▸ **Given instruction**
Please edit the records below so that every "Where can you spot" becomes "Where can you find". Leave everything else as it is.

(begin)

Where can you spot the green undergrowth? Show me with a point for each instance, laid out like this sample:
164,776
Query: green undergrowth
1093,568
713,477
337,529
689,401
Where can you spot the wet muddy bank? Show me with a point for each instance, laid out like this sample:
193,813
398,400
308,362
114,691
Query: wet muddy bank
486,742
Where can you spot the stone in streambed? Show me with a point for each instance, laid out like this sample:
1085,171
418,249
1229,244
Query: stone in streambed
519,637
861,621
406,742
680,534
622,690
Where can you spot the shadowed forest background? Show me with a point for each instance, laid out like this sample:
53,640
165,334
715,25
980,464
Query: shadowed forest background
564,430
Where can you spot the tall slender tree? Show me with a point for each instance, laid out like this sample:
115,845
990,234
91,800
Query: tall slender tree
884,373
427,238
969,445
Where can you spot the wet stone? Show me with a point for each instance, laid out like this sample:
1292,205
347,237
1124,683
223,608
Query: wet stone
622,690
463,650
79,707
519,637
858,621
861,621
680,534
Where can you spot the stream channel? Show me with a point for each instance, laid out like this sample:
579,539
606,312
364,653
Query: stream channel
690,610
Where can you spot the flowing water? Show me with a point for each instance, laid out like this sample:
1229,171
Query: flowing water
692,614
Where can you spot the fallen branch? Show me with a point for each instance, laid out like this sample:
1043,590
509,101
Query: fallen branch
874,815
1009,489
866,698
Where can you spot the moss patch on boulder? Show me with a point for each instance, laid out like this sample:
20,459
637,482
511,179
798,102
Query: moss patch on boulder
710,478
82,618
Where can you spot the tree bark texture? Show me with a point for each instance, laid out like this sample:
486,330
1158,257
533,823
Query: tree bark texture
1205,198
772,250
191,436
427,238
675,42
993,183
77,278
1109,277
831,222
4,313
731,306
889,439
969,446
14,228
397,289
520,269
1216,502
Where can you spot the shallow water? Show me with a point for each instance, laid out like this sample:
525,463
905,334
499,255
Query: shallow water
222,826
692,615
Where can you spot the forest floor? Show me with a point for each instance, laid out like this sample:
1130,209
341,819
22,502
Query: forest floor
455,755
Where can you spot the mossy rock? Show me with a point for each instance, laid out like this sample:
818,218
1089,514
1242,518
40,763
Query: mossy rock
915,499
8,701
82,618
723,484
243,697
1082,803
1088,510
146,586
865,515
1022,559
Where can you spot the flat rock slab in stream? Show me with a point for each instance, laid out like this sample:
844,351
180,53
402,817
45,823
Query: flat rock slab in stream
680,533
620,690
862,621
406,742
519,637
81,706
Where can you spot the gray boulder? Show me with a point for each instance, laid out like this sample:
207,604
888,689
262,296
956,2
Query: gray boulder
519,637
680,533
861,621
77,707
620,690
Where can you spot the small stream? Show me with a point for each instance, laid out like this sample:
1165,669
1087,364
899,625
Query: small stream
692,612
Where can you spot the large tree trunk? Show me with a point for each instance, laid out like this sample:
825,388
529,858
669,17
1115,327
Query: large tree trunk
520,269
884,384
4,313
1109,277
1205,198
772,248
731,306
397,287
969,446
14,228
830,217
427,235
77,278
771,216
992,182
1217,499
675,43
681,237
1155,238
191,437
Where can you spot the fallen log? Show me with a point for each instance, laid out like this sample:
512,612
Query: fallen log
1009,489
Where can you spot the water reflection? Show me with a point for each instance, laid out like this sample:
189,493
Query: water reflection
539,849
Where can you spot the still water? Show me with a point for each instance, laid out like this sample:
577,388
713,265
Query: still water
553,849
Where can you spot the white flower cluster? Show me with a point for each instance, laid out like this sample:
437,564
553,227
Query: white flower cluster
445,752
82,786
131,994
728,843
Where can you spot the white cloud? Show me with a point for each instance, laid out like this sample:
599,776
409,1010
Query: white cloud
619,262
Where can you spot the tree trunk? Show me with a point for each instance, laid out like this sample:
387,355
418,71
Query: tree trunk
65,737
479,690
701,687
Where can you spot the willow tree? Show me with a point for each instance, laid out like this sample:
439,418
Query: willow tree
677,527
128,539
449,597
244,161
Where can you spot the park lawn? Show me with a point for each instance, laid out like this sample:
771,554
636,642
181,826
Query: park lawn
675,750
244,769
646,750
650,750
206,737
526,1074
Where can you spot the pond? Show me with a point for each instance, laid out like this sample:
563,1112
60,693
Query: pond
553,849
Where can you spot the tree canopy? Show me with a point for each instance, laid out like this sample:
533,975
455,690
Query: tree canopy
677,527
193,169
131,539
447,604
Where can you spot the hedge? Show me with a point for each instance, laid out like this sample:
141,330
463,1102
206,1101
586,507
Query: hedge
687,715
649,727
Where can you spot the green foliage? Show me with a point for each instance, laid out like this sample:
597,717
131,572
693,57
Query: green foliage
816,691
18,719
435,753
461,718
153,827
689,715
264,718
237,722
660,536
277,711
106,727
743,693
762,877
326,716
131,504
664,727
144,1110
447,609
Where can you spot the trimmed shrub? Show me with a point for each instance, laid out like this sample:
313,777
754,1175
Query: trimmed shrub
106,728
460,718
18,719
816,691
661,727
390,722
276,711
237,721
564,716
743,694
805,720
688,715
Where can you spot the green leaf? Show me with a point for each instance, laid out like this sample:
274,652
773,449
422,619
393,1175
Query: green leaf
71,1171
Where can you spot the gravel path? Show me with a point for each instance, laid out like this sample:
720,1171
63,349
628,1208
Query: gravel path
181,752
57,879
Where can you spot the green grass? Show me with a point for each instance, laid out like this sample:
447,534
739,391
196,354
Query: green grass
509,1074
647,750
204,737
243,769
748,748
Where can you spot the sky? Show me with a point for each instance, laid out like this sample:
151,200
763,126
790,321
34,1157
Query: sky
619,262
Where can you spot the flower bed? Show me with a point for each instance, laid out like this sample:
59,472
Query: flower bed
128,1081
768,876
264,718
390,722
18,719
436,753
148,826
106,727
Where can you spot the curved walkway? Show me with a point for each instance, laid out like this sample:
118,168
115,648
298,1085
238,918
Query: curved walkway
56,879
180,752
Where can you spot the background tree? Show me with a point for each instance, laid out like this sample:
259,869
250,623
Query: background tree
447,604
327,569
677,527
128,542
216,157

(end)

▸ **Result**
Where can you find the green undergrowth? Show me with a point for each instance, laid out like this sample:
164,776
Query: green undergrowth
1093,568
713,477
337,529
689,401
Where can you find the wet muddy bank? Show me with a point for each instance, laid out like this sample:
193,813
398,400
308,362
114,691
Query: wet muddy bank
486,742
Where can you find the stone in streambed? Show me with a point for each instance, laid out like this sample:
1085,171
418,249
1229,244
Query: stone in streambed
519,637
861,621
406,742
680,534
622,690
Where can you find the shadowed forest background? Show me with a point for each instance, laid out like this sample:
53,640
165,334
715,25
980,464
Query: shadowed forest background
564,430
Where can you find the tall slender tree? Show me with a point for each instance, laid out like this sample:
115,845
990,234
91,800
Query: tall slender tree
884,373
427,238
969,445
Where can you find the wet stone? Show me with a point for each instance, laid out like this sample:
1292,205
347,237
1124,683
223,608
Query: wet stone
622,690
463,650
79,707
519,637
858,621
861,621
680,534
Where can you find the stream channel? Show me with a point for each instance, laid out like this sample:
579,539
606,312
364,653
Query: stream channel
690,610
Where can you find the flowing water? Show me with a point for each instance, laid out like this sample:
1229,171
Query: flowing water
692,614
Where can you find the fallen branch? Show me with a point for each instance, laid out like this sample:
1043,590
509,101
Query: fallen branch
874,815
1009,489
866,698
Where can you find the moss patch on boulder? Show me with a point for each instance, laid out like this sample:
20,459
637,482
511,179
798,102
Query: moss patch on boulder
710,478
82,618
Where can you find the tree bark texture? Show me with a point for each instance, laid out like this sample:
486,330
1158,257
533,823
Query: tree bark texture
1205,198
772,250
191,436
427,238
675,42
993,183
77,278
1109,277
831,222
4,313
731,306
889,439
969,446
14,228
397,289
520,269
1216,502
Where can you find the shallow water? Show me with a point for each instance, laid out like this sample:
525,463
905,334
499,255
Query: shallow water
222,826
692,615
Where can you find the forest floor? Show me with a point for each instance, laid out like this sample:
1130,209
341,819
22,502
Query: forest floor
455,755
Where can you find the mossy rock? Show me with a point for each instance, laid out like this sample:
818,218
1089,514
1242,518
40,763
Query: mossy rock
915,499
8,701
82,618
723,484
243,697
1082,803
1088,510
146,586
865,515
1022,559
Where can you find the flat rock slab in stream? Show me with a point for each instance, laid out like this sample:
844,351
180,53
402,817
45,823
Query: flat rock slab in stream
680,533
620,690
862,621
406,742
519,637
81,706
Where can you find the gray boulder? Show me with a point for each instance, laid out like this sample:
207,604
888,689
262,296
956,2
Query: gray boulder
519,637
680,533
861,621
77,707
620,690
Where can you find the small stream? Show me with a point for each instance, laid out like this sample:
1165,669
1087,364
899,625
Query: small stream
692,612
Where can you find the large tree trunk? Show me with a point for each instance, laid out like this sample:
825,388
529,858
669,17
1115,327
Query: large tree trunk
520,269
884,384
4,313
1109,277
1205,198
772,248
731,306
397,287
969,446
14,228
830,217
427,235
77,278
771,216
992,182
1217,499
675,43
681,237
1155,238
191,437
Where can you find the fallen log? Show me with a point for each instance, laid out like this sample:
512,612
Query: fallen log
1009,489
Where can you find the water reflection? Show me with a point for each instance, laid out like this sample:
189,493
Query: water reflection
539,849
Where can you find the still water? Show me with a point for each instance, laid out like this sample:
577,388
713,265
Query: still water
553,849
Where can you find the white flower cluster? Show me with a point for each instance, laid out like this sample:
437,564
553,227
Query: white flower cluster
445,752
82,786
131,994
728,843
Where can you find the white cloud? Show me with a point for each instance, laid out like this sample:
599,776
409,1010
Query: white cloud
619,262
Where can you find the tree trunk? Show me with a point for each instance, laid out like this sample:
387,355
418,71
Query: tree trunk
65,737
479,690
701,687
Where can you find the willow tree? Show me with a point for each instance, laid out like this sample:
439,418
Query: willow tree
677,527
128,539
449,597
244,161
Where can you find the park lawn? Show me with a point for each instance, laid out like this sample:
771,554
636,642
181,826
Query: park lawn
675,750
244,769
646,750
650,750
206,737
526,1074
Where can you find the pond? Show me with a point for each instance, laid out like this sample:
563,1112
60,693
Query: pond
553,849
Where can you find the tree canopy? Show me with a point for each instance, laid out like this sample:
533,975
455,690
Query: tree canopy
677,527
193,169
131,539
447,604
Where can you find the hedge? Show me with a point for each instance, laid out like this sample:
141,330
463,1102
206,1101
586,507
Query: hedge
687,715
649,727
Where can you find the green foliage? Show me with a point for each instance, laid out like this sample:
597,717
131,572
693,57
Query: green foliage
816,691
18,719
435,753
461,718
153,827
689,715
264,718
237,722
660,536
277,711
106,727
743,693
762,877
326,716
131,504
664,727
144,1110
447,609
Where can you find the trimmed shrub? Show me with a point for each instance, laid out like this sample:
313,777
754,1175
Query: trimmed shrub
106,728
460,718
18,719
816,691
661,727
390,722
276,711
237,721
564,716
743,694
805,720
688,715
Where can you find the green leaf? Show me with a point for each instance, laid out like this sample:
274,652
773,449
422,619
393,1175
Query: green leaf
71,1171
Where can you find the gravel path? Show me with a point for each instance, laid out like this sample:
720,1171
63,349
628,1208
Query: gravel path
181,752
57,879
Where can you find the green grass? Show me with a point for each instance, laid out like this sample:
447,534
739,391
196,354
Query: green grass
509,1074
647,750
204,737
243,769
748,748
Where can you find the sky? Show me with a point for each instance, laid out like this sample:
151,200
763,126
790,321
34,1157
Query: sky
619,262
Where can you find the flower bed? Show me with a point for each instance, laid out like this sample:
59,472
Query: flower bed
128,1081
768,876
264,718
390,722
18,719
436,753
148,826
106,727
Where can you find the curved walkway? Show me with a point for each instance, laid out like this sample:
118,168
115,648
298,1085
238,918
Query: curved walkway
56,879
180,752
Where can you find the background tree? Show me with a point for each instance, laid out like this sample:
259,869
250,623
Query: background tree
447,604
327,569
677,527
128,542
216,157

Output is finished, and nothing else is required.